Repeat the listing exactly as given, omitting every image.

..........

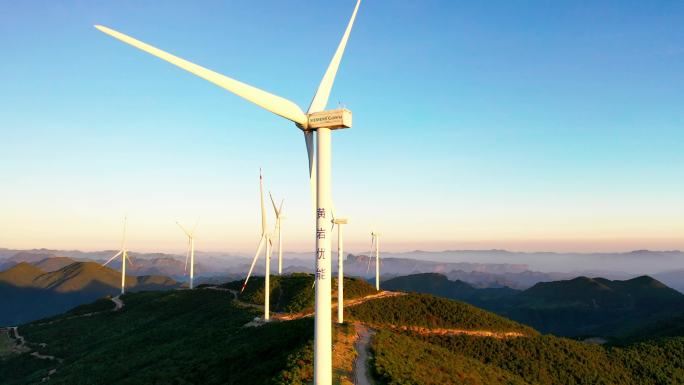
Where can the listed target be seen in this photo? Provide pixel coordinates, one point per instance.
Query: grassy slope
(432, 312)
(294, 293)
(400, 359)
(554, 360)
(178, 337)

..........

Solution for this task:
Where can the listed target be seen in this photo? Provide pixel coordinates, one point per instance.
Query: grassy slope
(432, 312)
(294, 293)
(400, 359)
(554, 360)
(178, 337)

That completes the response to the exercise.